#### ACTIVITY:
Write out, from the entries below, exactly the lines that run between the lines holding "Where can the utility" and "Where can the red", inclusive, and stop there.

Source data:
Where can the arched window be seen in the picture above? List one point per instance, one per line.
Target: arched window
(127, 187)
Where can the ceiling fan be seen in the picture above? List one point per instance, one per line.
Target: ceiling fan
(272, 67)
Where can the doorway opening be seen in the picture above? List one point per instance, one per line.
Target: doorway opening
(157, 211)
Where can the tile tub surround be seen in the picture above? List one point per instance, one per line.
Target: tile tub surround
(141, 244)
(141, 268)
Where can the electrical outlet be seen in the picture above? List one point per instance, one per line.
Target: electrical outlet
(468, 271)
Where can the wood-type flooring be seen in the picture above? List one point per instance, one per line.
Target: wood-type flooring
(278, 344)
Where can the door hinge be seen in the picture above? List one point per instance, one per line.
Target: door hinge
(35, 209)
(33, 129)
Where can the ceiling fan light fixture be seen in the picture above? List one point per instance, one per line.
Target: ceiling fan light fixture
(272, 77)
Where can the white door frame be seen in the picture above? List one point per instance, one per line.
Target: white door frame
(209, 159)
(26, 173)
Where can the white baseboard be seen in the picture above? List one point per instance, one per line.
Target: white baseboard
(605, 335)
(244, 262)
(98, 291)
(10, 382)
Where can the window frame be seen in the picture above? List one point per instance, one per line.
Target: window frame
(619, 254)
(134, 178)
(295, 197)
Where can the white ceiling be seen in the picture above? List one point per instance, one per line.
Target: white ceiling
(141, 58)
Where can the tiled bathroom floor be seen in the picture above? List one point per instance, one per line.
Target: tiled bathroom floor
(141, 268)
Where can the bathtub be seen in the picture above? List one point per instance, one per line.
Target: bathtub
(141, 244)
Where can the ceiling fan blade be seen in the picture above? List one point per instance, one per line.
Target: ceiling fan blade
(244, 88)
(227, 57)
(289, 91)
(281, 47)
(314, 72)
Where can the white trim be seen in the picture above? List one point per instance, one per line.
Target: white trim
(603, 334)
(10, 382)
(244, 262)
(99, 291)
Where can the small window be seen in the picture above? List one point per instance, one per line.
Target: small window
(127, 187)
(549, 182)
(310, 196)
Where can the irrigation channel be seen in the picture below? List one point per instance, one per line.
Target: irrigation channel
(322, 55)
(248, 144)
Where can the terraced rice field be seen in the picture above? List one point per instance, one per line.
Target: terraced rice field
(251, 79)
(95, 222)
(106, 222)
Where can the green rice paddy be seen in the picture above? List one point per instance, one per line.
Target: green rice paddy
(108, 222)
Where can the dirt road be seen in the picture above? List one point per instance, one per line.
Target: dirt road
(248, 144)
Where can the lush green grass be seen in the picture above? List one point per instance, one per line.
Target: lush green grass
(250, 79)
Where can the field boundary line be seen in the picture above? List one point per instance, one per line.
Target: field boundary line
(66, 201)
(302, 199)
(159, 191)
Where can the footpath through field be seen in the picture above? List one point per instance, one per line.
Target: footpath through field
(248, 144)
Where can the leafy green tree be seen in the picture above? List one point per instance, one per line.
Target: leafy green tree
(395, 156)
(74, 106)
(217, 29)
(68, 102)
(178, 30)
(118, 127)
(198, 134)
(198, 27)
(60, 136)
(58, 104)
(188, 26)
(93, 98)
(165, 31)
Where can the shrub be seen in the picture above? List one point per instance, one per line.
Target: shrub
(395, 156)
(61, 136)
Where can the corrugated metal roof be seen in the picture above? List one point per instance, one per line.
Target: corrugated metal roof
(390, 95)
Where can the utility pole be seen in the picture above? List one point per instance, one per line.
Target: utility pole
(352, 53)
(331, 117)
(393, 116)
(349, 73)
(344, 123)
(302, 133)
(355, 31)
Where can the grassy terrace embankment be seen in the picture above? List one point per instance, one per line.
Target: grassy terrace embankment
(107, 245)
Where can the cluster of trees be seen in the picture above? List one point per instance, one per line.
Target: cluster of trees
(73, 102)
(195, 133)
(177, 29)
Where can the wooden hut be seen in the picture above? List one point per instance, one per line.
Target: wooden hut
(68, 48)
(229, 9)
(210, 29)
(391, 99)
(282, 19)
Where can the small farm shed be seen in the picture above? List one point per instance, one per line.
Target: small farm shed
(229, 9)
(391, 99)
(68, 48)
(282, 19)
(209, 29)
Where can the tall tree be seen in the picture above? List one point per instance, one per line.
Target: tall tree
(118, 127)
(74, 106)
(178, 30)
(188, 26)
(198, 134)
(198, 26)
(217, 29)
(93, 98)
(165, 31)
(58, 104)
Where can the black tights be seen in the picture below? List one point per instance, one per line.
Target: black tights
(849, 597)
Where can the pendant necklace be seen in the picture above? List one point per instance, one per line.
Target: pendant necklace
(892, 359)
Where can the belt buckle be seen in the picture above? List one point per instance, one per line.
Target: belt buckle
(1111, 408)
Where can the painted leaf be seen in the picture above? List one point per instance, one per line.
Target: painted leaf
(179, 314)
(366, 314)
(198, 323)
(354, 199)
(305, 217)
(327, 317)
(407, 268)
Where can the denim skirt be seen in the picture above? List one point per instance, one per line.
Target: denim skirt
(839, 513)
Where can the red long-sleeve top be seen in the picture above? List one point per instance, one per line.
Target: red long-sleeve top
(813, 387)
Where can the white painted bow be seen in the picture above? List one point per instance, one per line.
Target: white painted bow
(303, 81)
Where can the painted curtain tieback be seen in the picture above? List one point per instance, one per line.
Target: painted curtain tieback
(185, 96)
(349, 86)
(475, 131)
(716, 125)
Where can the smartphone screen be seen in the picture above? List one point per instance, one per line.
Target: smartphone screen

#### TASK RESPONSE:
Where can the utility pole be seen in the picture above? List one point per instance, one per line.
Target: utility pole
(352, 53)
(331, 117)
(393, 116)
(349, 73)
(344, 123)
(302, 133)
(355, 31)
Where can the grassy terrace embankment be seen in the picture above? List one point per instance, one per line.
Target: grassy terrace embankment
(107, 245)
Where can the cluster of trees be seen in the picture above? List one point per instance, one per line.
Target: cluster of trees
(73, 102)
(195, 133)
(177, 29)
Where can the wooden hut be seen in the picture above? List one point per instance, one per line.
Target: wooden hut
(68, 48)
(229, 9)
(210, 29)
(391, 99)
(282, 19)
Where can the small farm shed be seen in the picture above? List one point per instance, one per line.
Target: small farm shed
(229, 9)
(391, 99)
(68, 48)
(282, 19)
(209, 29)
Where can the tall tree be seen in the picture above? List one point per instance, one per line.
Target: tall tree
(118, 127)
(74, 106)
(178, 30)
(188, 26)
(198, 134)
(198, 26)
(217, 29)
(93, 98)
(165, 31)
(58, 104)
Where can the black tights be seen in the picture below? List one point per instance, one per line.
Target: black tights
(849, 597)
Where can the pendant necklace be seen in the picture above? List one point per instance, one per line.
Target: pendant necklace
(892, 359)
Where can the belt buckle be seen in the picture above? List one point per instance, one per line.
Target: belt buckle
(1111, 408)
Where can the painted leaf be seen in the picture above? List one point per instance, one per line.
Target: painted leaf
(179, 314)
(366, 314)
(198, 323)
(354, 199)
(305, 217)
(327, 317)
(407, 268)
Where can the denim skirt be seen in the picture above? List one point per instance, one per line.
Target: denim skirt
(839, 513)
Where can the red long-sleeve top be seen in the picture above? List one point per instance, one per line.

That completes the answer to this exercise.